### DATA TO USE ###

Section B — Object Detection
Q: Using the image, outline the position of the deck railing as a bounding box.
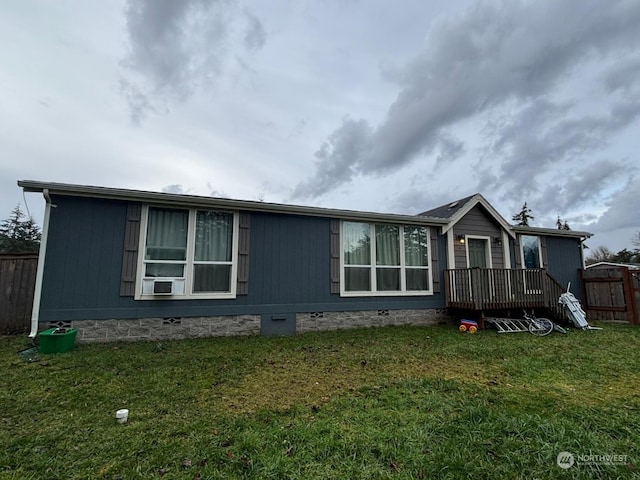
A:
[445,268,565,318]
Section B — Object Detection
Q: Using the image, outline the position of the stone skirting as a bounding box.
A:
[296,309,451,333]
[71,315,260,342]
[58,309,451,342]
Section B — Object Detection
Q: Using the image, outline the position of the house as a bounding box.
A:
[18,180,590,341]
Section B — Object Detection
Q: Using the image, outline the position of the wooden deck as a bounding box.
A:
[445,268,565,319]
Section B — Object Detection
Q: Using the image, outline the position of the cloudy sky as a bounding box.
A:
[0,0,640,251]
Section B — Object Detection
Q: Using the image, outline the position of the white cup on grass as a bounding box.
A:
[116,408,129,423]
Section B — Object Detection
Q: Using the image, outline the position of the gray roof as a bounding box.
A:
[418,193,478,218]
[18,180,447,226]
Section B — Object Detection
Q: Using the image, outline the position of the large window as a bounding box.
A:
[138,207,237,298]
[520,235,542,268]
[341,222,431,295]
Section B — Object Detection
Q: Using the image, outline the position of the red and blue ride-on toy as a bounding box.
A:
[458,320,478,333]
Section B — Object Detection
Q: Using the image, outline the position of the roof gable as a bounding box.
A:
[420,193,515,238]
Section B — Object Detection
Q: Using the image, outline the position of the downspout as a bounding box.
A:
[29,188,55,339]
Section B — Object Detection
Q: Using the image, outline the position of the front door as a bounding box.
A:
[468,238,487,268]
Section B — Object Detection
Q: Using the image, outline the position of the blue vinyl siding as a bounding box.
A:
[40,196,446,321]
[545,237,582,298]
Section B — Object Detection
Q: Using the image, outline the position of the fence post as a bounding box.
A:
[622,268,638,325]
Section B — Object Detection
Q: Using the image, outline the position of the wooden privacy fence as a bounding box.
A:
[445,268,565,319]
[0,253,38,334]
[582,265,640,325]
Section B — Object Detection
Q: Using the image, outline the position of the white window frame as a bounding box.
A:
[519,234,545,295]
[134,205,240,300]
[340,220,433,297]
[520,234,545,268]
[464,235,493,268]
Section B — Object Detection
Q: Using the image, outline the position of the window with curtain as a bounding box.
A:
[142,207,237,298]
[520,235,542,268]
[342,222,431,295]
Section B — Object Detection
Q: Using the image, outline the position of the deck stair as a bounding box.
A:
[484,317,529,333]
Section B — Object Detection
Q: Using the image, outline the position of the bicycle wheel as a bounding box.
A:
[529,318,553,337]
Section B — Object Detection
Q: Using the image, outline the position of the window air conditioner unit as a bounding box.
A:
[153,280,174,295]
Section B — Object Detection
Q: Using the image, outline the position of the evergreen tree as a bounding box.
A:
[511,202,536,227]
[0,204,40,253]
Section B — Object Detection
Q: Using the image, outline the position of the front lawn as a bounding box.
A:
[0,325,640,479]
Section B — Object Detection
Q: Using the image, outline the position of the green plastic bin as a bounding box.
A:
[40,328,78,353]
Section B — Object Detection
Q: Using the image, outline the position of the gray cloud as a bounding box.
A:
[479,99,640,201]
[294,0,640,198]
[587,176,640,233]
[244,10,267,50]
[120,0,266,123]
[162,183,186,195]
[292,117,372,198]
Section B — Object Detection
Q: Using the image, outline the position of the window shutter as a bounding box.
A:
[331,219,340,293]
[120,203,142,297]
[429,227,440,293]
[236,212,251,295]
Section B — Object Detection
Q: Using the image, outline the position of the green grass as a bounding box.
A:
[0,325,640,479]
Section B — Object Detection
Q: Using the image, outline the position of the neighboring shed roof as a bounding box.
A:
[18,180,447,225]
[511,225,593,238]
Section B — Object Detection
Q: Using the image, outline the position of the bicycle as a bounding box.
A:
[522,310,555,337]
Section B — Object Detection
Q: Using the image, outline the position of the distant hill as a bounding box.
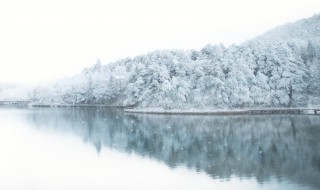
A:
[31,15,320,109]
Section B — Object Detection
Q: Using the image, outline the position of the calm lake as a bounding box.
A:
[0,106,320,190]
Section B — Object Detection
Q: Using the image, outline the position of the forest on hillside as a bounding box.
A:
[29,15,320,109]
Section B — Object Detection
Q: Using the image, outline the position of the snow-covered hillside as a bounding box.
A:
[31,15,320,109]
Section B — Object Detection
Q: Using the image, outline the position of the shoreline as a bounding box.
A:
[124,108,320,115]
[0,103,320,116]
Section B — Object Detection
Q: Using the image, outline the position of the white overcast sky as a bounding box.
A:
[0,0,320,83]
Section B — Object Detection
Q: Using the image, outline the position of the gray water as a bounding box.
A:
[0,107,320,190]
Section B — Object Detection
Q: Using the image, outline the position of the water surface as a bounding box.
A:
[0,107,320,190]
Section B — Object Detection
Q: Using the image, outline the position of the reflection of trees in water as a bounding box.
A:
[26,108,320,187]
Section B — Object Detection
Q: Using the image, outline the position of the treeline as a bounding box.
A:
[30,15,320,109]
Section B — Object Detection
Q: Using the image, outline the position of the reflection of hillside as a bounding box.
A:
[25,108,320,187]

###

WHAT YOU NEED TO DO:
Extract every line of the data above that contains the word "grass" and copy each one in full.

COMPLETED TASK:
Q: Using the image, outline the position of the white cup on grass as a bounding box.
Q: Using the image, outline the position of the green grass as a bounding box.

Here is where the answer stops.